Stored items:

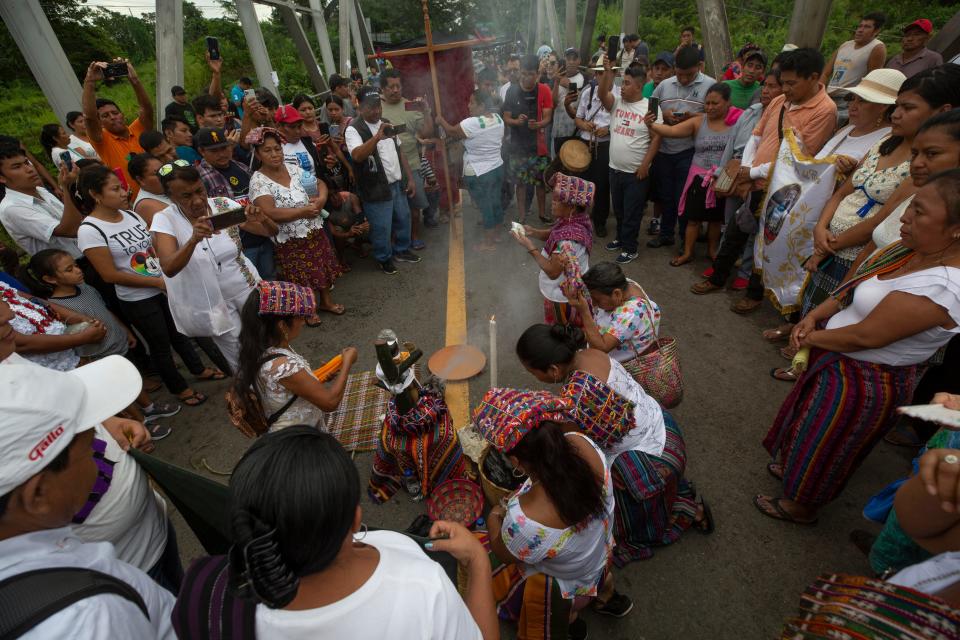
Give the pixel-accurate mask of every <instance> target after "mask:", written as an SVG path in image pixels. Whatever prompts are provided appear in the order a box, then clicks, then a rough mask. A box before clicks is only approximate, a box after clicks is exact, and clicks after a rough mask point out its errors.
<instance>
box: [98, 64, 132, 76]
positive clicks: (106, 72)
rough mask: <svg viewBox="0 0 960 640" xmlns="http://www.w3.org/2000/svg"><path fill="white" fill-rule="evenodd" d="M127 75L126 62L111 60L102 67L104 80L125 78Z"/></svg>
mask: <svg viewBox="0 0 960 640" xmlns="http://www.w3.org/2000/svg"><path fill="white" fill-rule="evenodd" d="M126 76H127V63H126V62H111V63H109V64H107V66H106V67H105V68H104V69H103V77H104V78H105V79H106V80H112V79H114V78H125V77H126Z"/></svg>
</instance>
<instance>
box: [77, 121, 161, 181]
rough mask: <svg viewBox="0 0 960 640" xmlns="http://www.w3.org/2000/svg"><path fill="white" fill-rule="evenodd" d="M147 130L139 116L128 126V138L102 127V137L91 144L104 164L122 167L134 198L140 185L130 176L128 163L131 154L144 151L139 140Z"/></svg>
mask: <svg viewBox="0 0 960 640" xmlns="http://www.w3.org/2000/svg"><path fill="white" fill-rule="evenodd" d="M146 130H147V129H146V127H144V126H143V123H142V122H140V118H137V119H136V120H134V121H133V122H131V123H130V124H129V125H128V126H127V132H128V134H129V135H128V136H127V138H120V137H118V136H116V135H114V134H112V133H110V132H109V131H107V130H106V129H101V135H102V138H101V140H100V142H94V141H92V140H91V141H90V144H92V145H93V148H94V150H96V152H97V155H99V156H100V159H101V160H102V161H103V164H105V165H107V166H108V167H110V168H111V169H115V168H117V167H120V170H121V171H122V172H123V177H124V178H125V179H126V181H127V185H129V186H130V194H131V197H132V198H135V197H136V196H137V192H138V191H140V187H139V186H138V185H137V183H136V182H134V181H133V180H132V179H131V178H130V174H129V173H127V163H128V162H130V157H131V156H134V155H136V154H138V153H143V147H141V146H140V142H139V140H140V134H141V133H143V132H144V131H146Z"/></svg>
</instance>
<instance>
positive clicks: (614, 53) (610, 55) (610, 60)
mask: <svg viewBox="0 0 960 640" xmlns="http://www.w3.org/2000/svg"><path fill="white" fill-rule="evenodd" d="M619 52H620V36H610V37H609V38H607V60H609V61H610V64H616V62H617V53H619Z"/></svg>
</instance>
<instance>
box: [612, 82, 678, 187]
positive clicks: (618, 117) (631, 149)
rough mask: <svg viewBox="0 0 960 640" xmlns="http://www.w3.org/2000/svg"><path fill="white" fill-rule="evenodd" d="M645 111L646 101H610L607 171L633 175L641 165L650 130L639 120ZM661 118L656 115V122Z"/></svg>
mask: <svg viewBox="0 0 960 640" xmlns="http://www.w3.org/2000/svg"><path fill="white" fill-rule="evenodd" d="M661 84H662V83H661ZM648 109H649V107H648V102H647V99H646V98H642V99H640V100H637V101H636V102H625V101H624V100H623V98H614V101H613V108H612V109H610V168H611V169H615V170H617V171H623V172H626V173H633V172H634V171H636V170H637V168H638V167H639V166H640V164H641V163H642V162H643V158H644V157H645V156H646V155H647V149H649V148H650V129H648V128H647V125H646V123H645V122H644V121H643V118H644V117H645V116H646V115H647V111H648ZM662 117H663V116H660V115H658V116H657V122H660V121H661V120H662ZM691 146H692V145H691Z"/></svg>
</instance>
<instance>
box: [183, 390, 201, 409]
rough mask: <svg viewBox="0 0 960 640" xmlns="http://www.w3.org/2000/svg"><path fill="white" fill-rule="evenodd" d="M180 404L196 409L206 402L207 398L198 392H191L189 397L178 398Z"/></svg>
mask: <svg viewBox="0 0 960 640" xmlns="http://www.w3.org/2000/svg"><path fill="white" fill-rule="evenodd" d="M179 398H180V402H182V403H183V404H185V405H187V406H188V407H198V406H200V405H201V404H203V403H204V402H206V401H207V396H205V395H203V394H202V393H200V392H199V391H191V392H190V395H189V396H179Z"/></svg>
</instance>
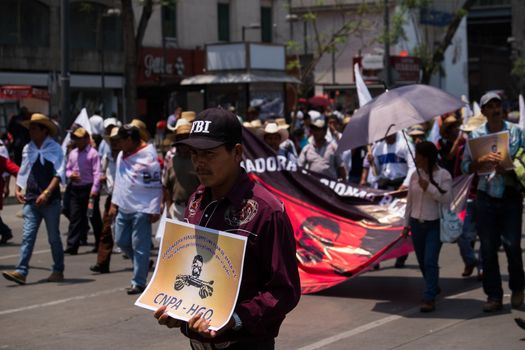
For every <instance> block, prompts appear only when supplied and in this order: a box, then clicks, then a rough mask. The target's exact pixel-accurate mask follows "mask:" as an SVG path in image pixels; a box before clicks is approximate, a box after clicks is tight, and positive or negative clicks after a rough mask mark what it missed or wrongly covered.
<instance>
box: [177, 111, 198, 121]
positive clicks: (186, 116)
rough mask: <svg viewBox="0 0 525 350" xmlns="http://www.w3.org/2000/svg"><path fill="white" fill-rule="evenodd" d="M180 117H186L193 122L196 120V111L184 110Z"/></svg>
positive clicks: (185, 118)
mask: <svg viewBox="0 0 525 350" xmlns="http://www.w3.org/2000/svg"><path fill="white" fill-rule="evenodd" d="M180 117H181V118H182V119H186V120H187V121H189V122H190V123H191V122H193V121H194V120H195V112H194V111H186V112H182V114H181V115H180Z"/></svg>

## Task to carry out
The answer is every line of the data, exactly as written, with the pictures dropped.

## Answer space
Give the pixel-accurate mask of every <instance> target after "mask:", written as an SVG path in image pixels. Whatever prompts are provided appear in the order a box, then clicks, then a rough mask. A box before clicks is only approximate, a box after clicks is exact, and clicks after a rough mask point out its errors.
<instance>
box: [98, 64, 132, 76]
positive clicks: (106, 72)
rough mask: <svg viewBox="0 0 960 640" xmlns="http://www.w3.org/2000/svg"><path fill="white" fill-rule="evenodd" d="M127 75L126 62L111 60L102 67L104 80L125 78Z"/></svg>
mask: <svg viewBox="0 0 960 640" xmlns="http://www.w3.org/2000/svg"><path fill="white" fill-rule="evenodd" d="M126 76H127V63H126V62H111V63H109V64H107V66H106V67H105V68H104V69H103V77H104V78H105V79H106V80H112V79H114V78H125V77H126Z"/></svg>
</instance>
<instance>
box: [77, 121, 161, 181]
rough mask: <svg viewBox="0 0 960 640" xmlns="http://www.w3.org/2000/svg"><path fill="white" fill-rule="evenodd" d="M147 130L139 116L128 126V138L102 127V137L91 144L104 164L122 167L134 198L140 185L130 176L128 163L131 154L144 151L139 140Z"/></svg>
mask: <svg viewBox="0 0 960 640" xmlns="http://www.w3.org/2000/svg"><path fill="white" fill-rule="evenodd" d="M146 130H147V129H146V127H144V126H143V123H142V122H140V118H137V119H136V120H134V121H133V122H131V123H130V124H129V125H128V126H127V132H128V134H129V135H128V136H127V138H120V137H118V136H116V135H114V134H112V133H110V132H109V131H107V130H106V129H101V135H102V138H101V140H100V142H94V141H92V140H91V141H90V144H92V145H93V148H94V150H96V152H97V155H99V156H100V159H101V160H102V161H103V164H105V165H107V166H108V167H110V168H111V169H115V168H117V167H120V170H121V171H122V172H123V177H124V178H125V179H126V181H127V185H129V186H130V194H131V197H132V198H135V197H136V196H137V192H138V191H140V187H139V186H138V185H137V183H136V182H134V181H133V180H132V179H131V178H130V174H129V173H127V163H128V162H130V157H131V156H134V155H136V154H138V153H143V147H141V146H140V142H139V140H140V134H141V133H143V132H144V131H146Z"/></svg>
</instance>
<instance>
positive clicks: (614, 53) (610, 55) (610, 60)
mask: <svg viewBox="0 0 960 640" xmlns="http://www.w3.org/2000/svg"><path fill="white" fill-rule="evenodd" d="M619 52H620V36H610V37H609V38H607V60H609V61H610V64H616V62H617V53H619Z"/></svg>
</instance>
<instance>
box: [612, 82, 678, 187]
positive clicks: (618, 117) (631, 149)
rough mask: <svg viewBox="0 0 960 640" xmlns="http://www.w3.org/2000/svg"><path fill="white" fill-rule="evenodd" d="M645 111L646 101H610L607 171L633 175L641 165L650 130L639 120ZM661 118L656 115V122Z"/></svg>
mask: <svg viewBox="0 0 960 640" xmlns="http://www.w3.org/2000/svg"><path fill="white" fill-rule="evenodd" d="M661 84H662V83H661ZM648 109H649V107H648V102H647V99H646V98H642V99H640V100H637V101H636V102H625V101H624V100H623V98H614V101H613V108H612V109H610V168H611V169H615V170H617V171H623V172H626V173H633V172H634V171H636V170H637V168H638V167H639V166H640V164H641V163H642V162H643V158H644V157H645V156H646V155H647V149H649V148H650V129H648V128H647V125H646V123H645V122H644V121H643V118H644V117H645V116H646V115H647V111H648ZM662 117H663V116H660V115H658V116H657V122H660V121H661V120H662ZM691 146H692V145H691Z"/></svg>
</instance>
<instance>
box: [183, 390, 201, 409]
rough mask: <svg viewBox="0 0 960 640" xmlns="http://www.w3.org/2000/svg"><path fill="white" fill-rule="evenodd" d="M180 404L196 409L206 402L207 398L198 392H191L189 397L178 398Z"/></svg>
mask: <svg viewBox="0 0 960 640" xmlns="http://www.w3.org/2000/svg"><path fill="white" fill-rule="evenodd" d="M179 398H180V402H182V403H183V404H185V405H187V406H188V407H198V406H200V405H201V404H203V403H204V402H206V401H207V396H205V395H203V394H202V393H200V392H199V391H191V392H190V395H189V396H179Z"/></svg>
</instance>
For every <instance> block, prompts appear only when supplied and in this order: a box, then clicks, then a rough mask. The target's exact pixel-accurate mask follows "mask:" as an SVG path in image pixels; a box before clicks is approximate, a box after clicks is tight, and positive or negative clicks after a rough mask mark what it missed or wrongly covered.
<instance>
box: [177, 111, 198, 121]
positive clicks: (186, 116)
rough mask: <svg viewBox="0 0 525 350" xmlns="http://www.w3.org/2000/svg"><path fill="white" fill-rule="evenodd" d="M180 117H186L193 122L196 120V111L184 110Z"/></svg>
positive clicks: (185, 118)
mask: <svg viewBox="0 0 525 350" xmlns="http://www.w3.org/2000/svg"><path fill="white" fill-rule="evenodd" d="M180 117H181V118H182V119H186V120H187V121H189V122H190V123H191V122H193V121H194V120H195V112H194V111H186V112H182V114H181V115H180Z"/></svg>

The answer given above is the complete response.